------ Reading text ------

A very big fine for the General: The U.S. National Highway Traffic Safety Administration, or NHTSA, announced on Friday that General Motors (NYSE:GM) will pay a $35 million fine for failing to report an ignition switch defect in a timely matter.
The defective ignition switches, found in Chevrolet Cobalts, Saturn Ions, and other GM compact cars made in the last decade, are blamed for at least 13 deaths. GM recalled the affected vehicles earlier this year.
The $35 million fine is a record -- it's the highest amount allowed by law. It's just one part of a settlement between NHTSA and GM. Under the settlement, called a "consent order", GM agreed to make major changes in how it investigates and handles safety complaints.
A big fine is the least of GM's problems
"We have learned a great deal from this recall. We will now focus on the goal of becoming an industry leader in safety," GM CEO Mary Barra said in a statement on Friday.
As federal fines go, $35 million is enormous -- but it's a relatively small amount compared to what GM has already spent on this recall mess.
And it's no surprise that GM would readily agree to a hefty fine to settle NHTSA's investigation. Barra's strategy has been clear for weeks: Get this thing over with as soon as possible.
Barra wants all of GM's dirty old laundry aired right now. That's why GM has announced a slew of additional recalls since news of the ignition-switch broke earlier this year.
Recalls are part of doing business for any automaker, but GM's have gone far beyond norms this year. So far in 2014, GM has recalled 12.8 million vehicles -- far more than the roughly 1.8 million recalled vehicles it averaged in each of the five years prior.
And it's why GM was willing to strike an expensive agreement with the Feds on Friday -- an agreement that includes a lot more than a fat fine.
The Feds want GM's internal procedures overhauled, too
The U.S. Department of Transportation said in a statement on Friday that the consent order requires GM "to make significant and wide-ranging internal changes to its review of safety-related issues in the United States, and to improve its ability to take into account the possible consequences of potential safety-related defects."

------

# Instructions for the task:
Transcribe the article about the GM fine from "The $35 million" to "soon as possible.", word for word. The lines that come next are separate material and have no connection to the article about the GM fine.

------ Data segment ------

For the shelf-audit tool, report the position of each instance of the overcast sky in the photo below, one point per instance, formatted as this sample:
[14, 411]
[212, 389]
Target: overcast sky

------

# Worked solution:
The $35 million fine is a record -- it's the highest amount allowed by law. It's just one part of a settlement between NHTSA and GM. Under the settlement, called a "consent order", GM agreed to make major changes in how it investigates and handles safety complaints.
A big fine is the least of GM's problems
"We have learned a great deal from this recall. We will now focus on the goal of becoming an industry leader in safety," GM CEO Mary Barra said in a statement on Friday.
As federal fines go, $35 million is enormous -- but it's a relatively small amount compared to what GM has already spent on this recall mess.
And it's no surprise that GM would readily agree to a hefty fine to settle NHTSA's investigation. Barra's strategy has been clear for weeks: Get this thing over with as soon as possible.